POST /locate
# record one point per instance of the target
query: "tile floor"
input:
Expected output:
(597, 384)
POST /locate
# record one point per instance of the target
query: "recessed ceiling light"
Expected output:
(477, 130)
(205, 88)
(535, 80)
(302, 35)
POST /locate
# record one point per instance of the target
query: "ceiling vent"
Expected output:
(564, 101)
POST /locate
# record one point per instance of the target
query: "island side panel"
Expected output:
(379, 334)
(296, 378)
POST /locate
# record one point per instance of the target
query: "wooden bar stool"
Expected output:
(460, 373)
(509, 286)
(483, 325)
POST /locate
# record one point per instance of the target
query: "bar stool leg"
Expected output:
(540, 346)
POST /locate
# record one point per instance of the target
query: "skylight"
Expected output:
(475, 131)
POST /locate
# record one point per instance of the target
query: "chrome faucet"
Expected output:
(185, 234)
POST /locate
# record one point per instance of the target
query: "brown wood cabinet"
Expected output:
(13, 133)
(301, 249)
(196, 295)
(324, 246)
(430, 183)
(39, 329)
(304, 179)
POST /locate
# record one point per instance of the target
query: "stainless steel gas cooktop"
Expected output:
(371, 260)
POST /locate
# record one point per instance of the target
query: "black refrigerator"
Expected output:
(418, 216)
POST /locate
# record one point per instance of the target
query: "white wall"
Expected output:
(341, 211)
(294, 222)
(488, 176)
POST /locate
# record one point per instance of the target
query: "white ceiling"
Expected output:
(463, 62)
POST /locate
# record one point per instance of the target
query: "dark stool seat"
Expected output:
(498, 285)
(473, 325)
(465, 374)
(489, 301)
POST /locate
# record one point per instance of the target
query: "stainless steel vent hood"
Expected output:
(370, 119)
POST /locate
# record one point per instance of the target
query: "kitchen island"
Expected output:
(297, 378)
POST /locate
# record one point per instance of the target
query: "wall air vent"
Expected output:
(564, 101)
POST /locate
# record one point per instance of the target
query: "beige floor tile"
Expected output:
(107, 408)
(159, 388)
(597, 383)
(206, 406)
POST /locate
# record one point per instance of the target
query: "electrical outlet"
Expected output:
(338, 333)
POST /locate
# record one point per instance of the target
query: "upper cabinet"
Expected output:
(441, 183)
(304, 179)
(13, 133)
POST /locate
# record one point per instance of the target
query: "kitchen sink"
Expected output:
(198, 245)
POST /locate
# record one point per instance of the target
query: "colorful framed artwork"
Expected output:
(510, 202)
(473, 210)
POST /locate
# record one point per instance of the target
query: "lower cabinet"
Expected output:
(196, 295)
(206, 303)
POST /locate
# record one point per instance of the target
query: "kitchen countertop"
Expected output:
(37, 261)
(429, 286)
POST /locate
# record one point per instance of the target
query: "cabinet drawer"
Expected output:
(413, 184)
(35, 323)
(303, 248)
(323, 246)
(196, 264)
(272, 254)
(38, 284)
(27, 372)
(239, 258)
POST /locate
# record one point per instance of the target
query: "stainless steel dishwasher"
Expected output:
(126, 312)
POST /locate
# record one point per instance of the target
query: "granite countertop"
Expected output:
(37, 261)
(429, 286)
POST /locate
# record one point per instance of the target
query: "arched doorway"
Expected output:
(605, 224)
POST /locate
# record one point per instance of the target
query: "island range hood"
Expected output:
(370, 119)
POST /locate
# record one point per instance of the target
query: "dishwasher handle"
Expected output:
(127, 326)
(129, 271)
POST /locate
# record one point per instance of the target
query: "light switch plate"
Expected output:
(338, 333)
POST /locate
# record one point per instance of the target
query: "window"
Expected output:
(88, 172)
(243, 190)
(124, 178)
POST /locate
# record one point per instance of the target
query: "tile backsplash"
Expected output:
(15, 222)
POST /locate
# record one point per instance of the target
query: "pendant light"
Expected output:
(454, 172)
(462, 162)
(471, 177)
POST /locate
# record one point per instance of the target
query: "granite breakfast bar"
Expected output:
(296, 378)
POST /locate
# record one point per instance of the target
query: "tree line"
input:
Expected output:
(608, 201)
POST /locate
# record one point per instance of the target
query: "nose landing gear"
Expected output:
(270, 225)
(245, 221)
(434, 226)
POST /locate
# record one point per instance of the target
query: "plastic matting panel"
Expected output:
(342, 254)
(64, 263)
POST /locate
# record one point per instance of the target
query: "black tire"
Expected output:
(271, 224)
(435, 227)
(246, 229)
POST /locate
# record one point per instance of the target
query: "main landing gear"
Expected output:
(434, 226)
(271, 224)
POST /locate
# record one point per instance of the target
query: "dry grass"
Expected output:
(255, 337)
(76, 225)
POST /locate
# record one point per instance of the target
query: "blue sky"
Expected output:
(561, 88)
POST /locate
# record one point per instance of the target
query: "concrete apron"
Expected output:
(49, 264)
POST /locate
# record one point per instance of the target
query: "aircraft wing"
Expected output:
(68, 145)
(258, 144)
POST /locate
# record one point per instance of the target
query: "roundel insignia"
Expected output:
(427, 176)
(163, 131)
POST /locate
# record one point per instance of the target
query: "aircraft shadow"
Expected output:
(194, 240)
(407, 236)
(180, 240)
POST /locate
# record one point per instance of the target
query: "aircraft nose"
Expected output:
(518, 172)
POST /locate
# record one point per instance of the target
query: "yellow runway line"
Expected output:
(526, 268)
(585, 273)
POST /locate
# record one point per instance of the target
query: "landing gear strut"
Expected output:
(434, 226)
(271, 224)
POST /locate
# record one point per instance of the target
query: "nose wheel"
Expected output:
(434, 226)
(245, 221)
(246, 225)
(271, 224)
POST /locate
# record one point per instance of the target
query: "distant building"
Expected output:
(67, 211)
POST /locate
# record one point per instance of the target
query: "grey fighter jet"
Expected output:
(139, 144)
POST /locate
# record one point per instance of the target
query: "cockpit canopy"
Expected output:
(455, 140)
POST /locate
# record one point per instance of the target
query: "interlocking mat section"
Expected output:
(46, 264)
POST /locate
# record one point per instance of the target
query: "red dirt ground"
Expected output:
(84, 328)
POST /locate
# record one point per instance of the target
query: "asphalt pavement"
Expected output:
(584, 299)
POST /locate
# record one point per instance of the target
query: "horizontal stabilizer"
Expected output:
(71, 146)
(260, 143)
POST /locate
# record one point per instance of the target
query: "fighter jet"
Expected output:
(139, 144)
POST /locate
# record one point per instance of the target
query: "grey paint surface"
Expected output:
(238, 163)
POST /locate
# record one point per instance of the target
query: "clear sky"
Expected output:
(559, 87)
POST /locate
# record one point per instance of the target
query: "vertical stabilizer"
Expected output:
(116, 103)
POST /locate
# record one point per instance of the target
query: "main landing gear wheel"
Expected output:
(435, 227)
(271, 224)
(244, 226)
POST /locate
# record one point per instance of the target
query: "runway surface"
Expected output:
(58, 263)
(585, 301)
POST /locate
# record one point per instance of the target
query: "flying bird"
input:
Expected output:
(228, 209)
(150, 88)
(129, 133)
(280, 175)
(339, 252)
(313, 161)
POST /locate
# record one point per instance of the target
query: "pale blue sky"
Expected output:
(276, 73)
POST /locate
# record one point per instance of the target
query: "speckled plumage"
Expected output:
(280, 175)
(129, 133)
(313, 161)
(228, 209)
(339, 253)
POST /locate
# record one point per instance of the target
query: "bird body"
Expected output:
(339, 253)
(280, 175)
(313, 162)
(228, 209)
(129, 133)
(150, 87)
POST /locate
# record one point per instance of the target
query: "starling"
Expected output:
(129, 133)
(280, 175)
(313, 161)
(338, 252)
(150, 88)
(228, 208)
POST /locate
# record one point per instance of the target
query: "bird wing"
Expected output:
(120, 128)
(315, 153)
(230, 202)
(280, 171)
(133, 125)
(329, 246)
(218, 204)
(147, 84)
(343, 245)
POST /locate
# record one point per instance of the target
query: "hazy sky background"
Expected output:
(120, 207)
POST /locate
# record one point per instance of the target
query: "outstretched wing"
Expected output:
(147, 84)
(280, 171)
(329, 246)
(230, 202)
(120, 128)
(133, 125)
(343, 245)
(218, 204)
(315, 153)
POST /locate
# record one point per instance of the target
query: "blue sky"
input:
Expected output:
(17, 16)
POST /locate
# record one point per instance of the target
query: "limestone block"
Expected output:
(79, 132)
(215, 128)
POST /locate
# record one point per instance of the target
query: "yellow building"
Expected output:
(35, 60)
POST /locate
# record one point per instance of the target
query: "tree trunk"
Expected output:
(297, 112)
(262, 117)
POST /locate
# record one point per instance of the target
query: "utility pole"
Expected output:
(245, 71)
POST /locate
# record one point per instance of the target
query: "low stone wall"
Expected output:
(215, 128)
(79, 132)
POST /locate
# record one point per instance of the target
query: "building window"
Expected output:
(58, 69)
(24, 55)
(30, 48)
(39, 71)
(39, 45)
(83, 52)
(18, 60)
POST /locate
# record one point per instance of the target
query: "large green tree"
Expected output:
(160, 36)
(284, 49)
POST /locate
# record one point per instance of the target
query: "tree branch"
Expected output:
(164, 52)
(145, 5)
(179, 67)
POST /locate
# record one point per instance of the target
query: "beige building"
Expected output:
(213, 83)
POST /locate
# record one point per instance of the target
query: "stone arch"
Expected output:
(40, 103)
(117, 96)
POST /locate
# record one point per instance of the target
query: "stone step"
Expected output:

--------------------------------

Assignment:
Return each line of the listing that holds the word "kitchen".

Reply:
query: "kitchen island"
query: "kitchen sink"
query: "kitchen countertop"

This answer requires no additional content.